## Work order
Pictures do not belong in your copy. Repeat all the other data exactly.

## Input
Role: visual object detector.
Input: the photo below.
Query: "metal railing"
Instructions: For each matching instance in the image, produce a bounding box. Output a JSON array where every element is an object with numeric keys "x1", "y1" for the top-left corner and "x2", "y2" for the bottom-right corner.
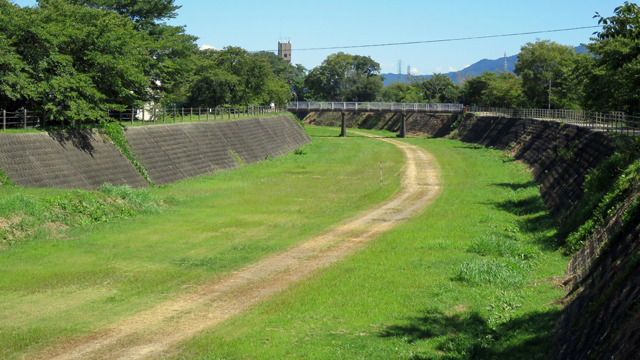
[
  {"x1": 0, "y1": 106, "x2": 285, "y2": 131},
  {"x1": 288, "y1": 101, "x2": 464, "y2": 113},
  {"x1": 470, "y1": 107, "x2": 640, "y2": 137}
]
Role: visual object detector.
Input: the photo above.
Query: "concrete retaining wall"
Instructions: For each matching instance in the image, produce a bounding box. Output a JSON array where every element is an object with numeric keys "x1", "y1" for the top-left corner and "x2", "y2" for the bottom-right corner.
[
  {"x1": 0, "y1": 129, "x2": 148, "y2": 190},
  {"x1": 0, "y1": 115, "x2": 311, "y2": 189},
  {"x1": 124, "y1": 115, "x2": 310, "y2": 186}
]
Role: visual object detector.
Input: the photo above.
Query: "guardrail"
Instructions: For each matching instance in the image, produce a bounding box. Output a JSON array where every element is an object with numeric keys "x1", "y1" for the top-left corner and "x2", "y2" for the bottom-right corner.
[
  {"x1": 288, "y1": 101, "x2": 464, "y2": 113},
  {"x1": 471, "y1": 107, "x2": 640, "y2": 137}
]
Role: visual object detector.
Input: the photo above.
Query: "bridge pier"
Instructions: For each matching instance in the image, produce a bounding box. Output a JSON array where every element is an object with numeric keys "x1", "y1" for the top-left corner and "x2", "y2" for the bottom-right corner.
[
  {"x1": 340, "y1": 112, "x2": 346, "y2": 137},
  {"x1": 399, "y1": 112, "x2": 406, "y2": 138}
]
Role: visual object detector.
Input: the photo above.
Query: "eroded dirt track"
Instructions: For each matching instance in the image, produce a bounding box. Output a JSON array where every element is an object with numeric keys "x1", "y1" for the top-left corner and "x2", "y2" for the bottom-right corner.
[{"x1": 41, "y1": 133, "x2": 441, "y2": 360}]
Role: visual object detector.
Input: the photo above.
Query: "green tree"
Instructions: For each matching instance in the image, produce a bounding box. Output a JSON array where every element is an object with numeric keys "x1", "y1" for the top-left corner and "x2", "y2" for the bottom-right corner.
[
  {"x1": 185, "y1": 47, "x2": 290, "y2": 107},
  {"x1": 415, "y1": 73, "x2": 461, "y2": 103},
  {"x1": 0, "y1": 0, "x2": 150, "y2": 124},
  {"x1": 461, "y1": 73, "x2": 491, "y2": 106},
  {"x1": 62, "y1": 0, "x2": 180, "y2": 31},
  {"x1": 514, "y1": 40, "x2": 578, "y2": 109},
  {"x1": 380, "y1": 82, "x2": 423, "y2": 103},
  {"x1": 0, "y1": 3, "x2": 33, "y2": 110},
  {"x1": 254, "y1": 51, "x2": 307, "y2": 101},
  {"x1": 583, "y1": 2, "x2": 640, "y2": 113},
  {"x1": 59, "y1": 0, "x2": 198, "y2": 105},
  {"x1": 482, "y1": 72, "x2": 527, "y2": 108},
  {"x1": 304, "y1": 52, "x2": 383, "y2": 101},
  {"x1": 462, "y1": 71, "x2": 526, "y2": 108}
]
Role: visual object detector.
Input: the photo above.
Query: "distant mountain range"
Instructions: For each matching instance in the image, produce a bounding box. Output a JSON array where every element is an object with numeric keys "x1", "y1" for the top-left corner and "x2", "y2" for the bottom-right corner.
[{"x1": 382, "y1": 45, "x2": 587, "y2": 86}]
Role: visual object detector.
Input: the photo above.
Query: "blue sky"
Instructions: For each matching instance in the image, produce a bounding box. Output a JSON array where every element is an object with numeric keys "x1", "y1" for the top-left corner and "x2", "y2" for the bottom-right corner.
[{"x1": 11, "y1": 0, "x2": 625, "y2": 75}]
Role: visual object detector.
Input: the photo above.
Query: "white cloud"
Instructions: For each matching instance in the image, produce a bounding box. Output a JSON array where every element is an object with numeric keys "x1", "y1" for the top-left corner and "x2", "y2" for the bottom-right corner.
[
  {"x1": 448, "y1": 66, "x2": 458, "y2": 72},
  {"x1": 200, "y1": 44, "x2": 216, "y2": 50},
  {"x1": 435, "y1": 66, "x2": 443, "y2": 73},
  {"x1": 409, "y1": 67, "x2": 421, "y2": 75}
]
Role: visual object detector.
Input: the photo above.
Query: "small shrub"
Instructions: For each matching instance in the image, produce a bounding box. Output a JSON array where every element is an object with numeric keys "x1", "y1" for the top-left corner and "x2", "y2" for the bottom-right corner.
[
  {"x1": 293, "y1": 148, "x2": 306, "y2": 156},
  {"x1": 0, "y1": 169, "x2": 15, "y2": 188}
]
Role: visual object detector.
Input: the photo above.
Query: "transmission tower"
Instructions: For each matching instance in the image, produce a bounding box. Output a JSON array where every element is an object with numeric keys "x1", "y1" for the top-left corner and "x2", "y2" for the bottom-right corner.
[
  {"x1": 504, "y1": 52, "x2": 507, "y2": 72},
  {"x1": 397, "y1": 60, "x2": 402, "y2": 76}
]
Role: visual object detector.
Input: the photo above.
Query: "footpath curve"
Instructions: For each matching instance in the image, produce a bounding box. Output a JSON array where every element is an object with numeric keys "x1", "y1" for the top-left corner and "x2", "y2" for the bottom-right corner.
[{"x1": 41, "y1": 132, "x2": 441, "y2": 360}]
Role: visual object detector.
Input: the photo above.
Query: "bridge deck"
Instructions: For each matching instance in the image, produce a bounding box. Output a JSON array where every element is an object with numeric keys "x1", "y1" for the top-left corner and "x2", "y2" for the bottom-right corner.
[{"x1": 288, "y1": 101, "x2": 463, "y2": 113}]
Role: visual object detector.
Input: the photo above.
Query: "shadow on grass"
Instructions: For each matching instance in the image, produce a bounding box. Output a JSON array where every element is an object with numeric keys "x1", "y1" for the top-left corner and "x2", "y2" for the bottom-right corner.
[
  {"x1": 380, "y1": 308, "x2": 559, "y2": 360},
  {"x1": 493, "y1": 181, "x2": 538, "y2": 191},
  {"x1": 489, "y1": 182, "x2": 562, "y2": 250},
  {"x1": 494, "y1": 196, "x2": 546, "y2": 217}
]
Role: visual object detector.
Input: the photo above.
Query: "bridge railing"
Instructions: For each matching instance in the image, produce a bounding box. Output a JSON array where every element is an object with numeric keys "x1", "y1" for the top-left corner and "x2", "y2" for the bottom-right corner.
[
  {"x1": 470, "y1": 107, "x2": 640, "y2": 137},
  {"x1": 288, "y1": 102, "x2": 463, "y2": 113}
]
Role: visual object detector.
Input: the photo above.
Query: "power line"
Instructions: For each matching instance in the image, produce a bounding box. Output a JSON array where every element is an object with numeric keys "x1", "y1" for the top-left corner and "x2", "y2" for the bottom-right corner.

## Solution
Role: visual object detector.
Input: the photo below.
Query: "metal railing"
Instructions: For each matching instance in the image, produce a bounding box. Output a JSON array where every element is an object with numeric keys "x1", "y1" for the top-left corner and "x2", "y2" for the bottom-right corner.
[
  {"x1": 0, "y1": 106, "x2": 285, "y2": 131},
  {"x1": 288, "y1": 101, "x2": 464, "y2": 113},
  {"x1": 470, "y1": 107, "x2": 640, "y2": 137}
]
Role: visual object detector.
Input: the photo above.
Query: "concrete retaining wall"
Instructions: For each matching instance in the image, produce a bounding box. Output a JSON array where every element is an object with numeric keys "x1", "y1" for the top-left corner and "x2", "y2" for the bottom-right corner.
[
  {"x1": 0, "y1": 129, "x2": 148, "y2": 190},
  {"x1": 0, "y1": 115, "x2": 311, "y2": 189},
  {"x1": 124, "y1": 115, "x2": 310, "y2": 186}
]
Role: visual object detector.
Input: the photo above.
Query: "guardrail"
Instructions: For each matching instance in the image, produce a bounding box. Output a JSON array where every element is an object with numeric keys "x1", "y1" for the top-left corner and "x2", "y2" for the bottom-right corner.
[
  {"x1": 288, "y1": 101, "x2": 464, "y2": 113},
  {"x1": 471, "y1": 107, "x2": 640, "y2": 137}
]
Role: visual object detector.
Input: the photo above.
Query: "bridge pier"
Instructions: For each matching instance in the image, produce a bounding box. Output a JSON array where every element is an object with numeric keys "x1", "y1" for the top-left corner and "x2", "y2" for the bottom-right corner.
[
  {"x1": 340, "y1": 112, "x2": 346, "y2": 137},
  {"x1": 399, "y1": 112, "x2": 406, "y2": 138}
]
Role: visual object detector.
Input: the photo above.
Query: "eroded dirt track"
Instructions: For each matching instance in the image, produce a bounding box. Output a JSON array where every element is an object with numeric keys "x1", "y1" for the top-left corner and "x2", "y2" for the bottom-right corner.
[{"x1": 41, "y1": 133, "x2": 441, "y2": 360}]
Role: visual object detector.
Input: the photo above.
Query: "green tree"
Instructions: For each matching instance in the image, produce a bounding box. Output a JSON array where every element is an object with numeric keys "x1", "y1" for the top-left corner and "x2", "y2" for the bottom-right corner.
[
  {"x1": 185, "y1": 47, "x2": 290, "y2": 107},
  {"x1": 415, "y1": 73, "x2": 461, "y2": 103},
  {"x1": 0, "y1": 0, "x2": 150, "y2": 124},
  {"x1": 461, "y1": 73, "x2": 491, "y2": 106},
  {"x1": 62, "y1": 0, "x2": 180, "y2": 31},
  {"x1": 514, "y1": 40, "x2": 578, "y2": 109},
  {"x1": 380, "y1": 82, "x2": 423, "y2": 103},
  {"x1": 0, "y1": 3, "x2": 33, "y2": 110},
  {"x1": 254, "y1": 51, "x2": 307, "y2": 101},
  {"x1": 583, "y1": 2, "x2": 640, "y2": 113},
  {"x1": 59, "y1": 0, "x2": 198, "y2": 105},
  {"x1": 482, "y1": 72, "x2": 527, "y2": 108},
  {"x1": 304, "y1": 52, "x2": 383, "y2": 101},
  {"x1": 462, "y1": 71, "x2": 526, "y2": 108}
]
Role: visual object detector.
Input: the photo above.
Query: "distant mountain range"
Instructions: For each matching instance in the image, produce a bounding box. Output a JSON array where every element is an object with numeric keys "x1", "y1" for the top-left corner and "x2", "y2" for the bottom-right corner.
[{"x1": 382, "y1": 45, "x2": 587, "y2": 86}]
Role: visual object detector.
Input: the photo above.
Query: "blue sky"
Instructions: For each matching instance in the image, produce a bounding box. Output a JSON array where every element is an object with numeric keys "x1", "y1" for the top-left corner and "x2", "y2" for the bottom-right corner.
[{"x1": 11, "y1": 0, "x2": 625, "y2": 75}]
Role: visual object detector.
Input: the photo above.
Query: "white cloud"
Instructions: For each matching instance in the image, produce a bounding box. Output a JSON array where every element is an object with numeric keys "x1", "y1" for the top-left corner and "x2", "y2" for the bottom-right corner.
[
  {"x1": 448, "y1": 66, "x2": 458, "y2": 72},
  {"x1": 200, "y1": 44, "x2": 216, "y2": 50},
  {"x1": 435, "y1": 66, "x2": 443, "y2": 73},
  {"x1": 409, "y1": 67, "x2": 421, "y2": 75}
]
Role: visual object detector.
Input: the photo above.
Query: "small shrub"
Instructions: For each matching instance in the image, produce a bounding box. Output a JSON array where every element is an object with numeric keys "x1", "y1" for the top-left corner and "x2", "y2" for the bottom-right corner.
[
  {"x1": 293, "y1": 148, "x2": 306, "y2": 156},
  {"x1": 0, "y1": 169, "x2": 15, "y2": 188}
]
Role: visual object detector.
Input: the photo above.
Query: "transmission tower"
Instructions: For each matching instance in the image, produce a bounding box. Output a JSON array where every element is an object with numeric keys "x1", "y1" for the top-left corner and "x2", "y2" for the bottom-right corner.
[
  {"x1": 504, "y1": 52, "x2": 507, "y2": 72},
  {"x1": 397, "y1": 60, "x2": 402, "y2": 76}
]
Role: visual object detector.
Input: the photo above.
Query: "footpath curve"
Instructions: For each matching instance in the image, produce a bounding box. Output a JSON array where every element is an object with numeric keys "x1", "y1" for the top-left corner and "x2", "y2" for the bottom-right corner.
[{"x1": 41, "y1": 132, "x2": 441, "y2": 360}]
Role: visual object detector.
Input: the photo above.
Query: "bridge deck"
Instructions: For each matching instance in the image, produce a bounding box. Output a JSON array where every element is an object with numeric keys "x1", "y1" for the top-left corner and "x2", "y2" for the bottom-right corner.
[{"x1": 288, "y1": 101, "x2": 463, "y2": 113}]
Role: visual object detector.
Input: the photo above.
Query: "shadow on grass"
Instructions: For each matching instance in the image, produce a bounding box. Output a JSON array where every element is an object with numeric keys "x1", "y1" for the top-left corner and "x2", "y2" for the bottom-right corner.
[
  {"x1": 380, "y1": 308, "x2": 559, "y2": 360},
  {"x1": 493, "y1": 181, "x2": 538, "y2": 191},
  {"x1": 489, "y1": 182, "x2": 562, "y2": 250},
  {"x1": 494, "y1": 196, "x2": 546, "y2": 217}
]
Role: visual object detector.
Input: the photo above.
Query: "bridge railing"
Instructions: For each matching instance in the image, produce a bounding box. Output a JSON array where every element is an object with numeric keys "x1", "y1" for the top-left corner and "x2", "y2" for the bottom-right corner.
[
  {"x1": 470, "y1": 107, "x2": 640, "y2": 137},
  {"x1": 288, "y1": 102, "x2": 463, "y2": 113}
]
Role: visual object detector.
Input: the photo above.
Query: "power line"
Instructions: For each matching instance in the image, produce a bounding box. Output a JSON array where every element is an object with numeric keys "x1", "y1" for the top-left corner and "x2", "y2" for the bottom-right corner.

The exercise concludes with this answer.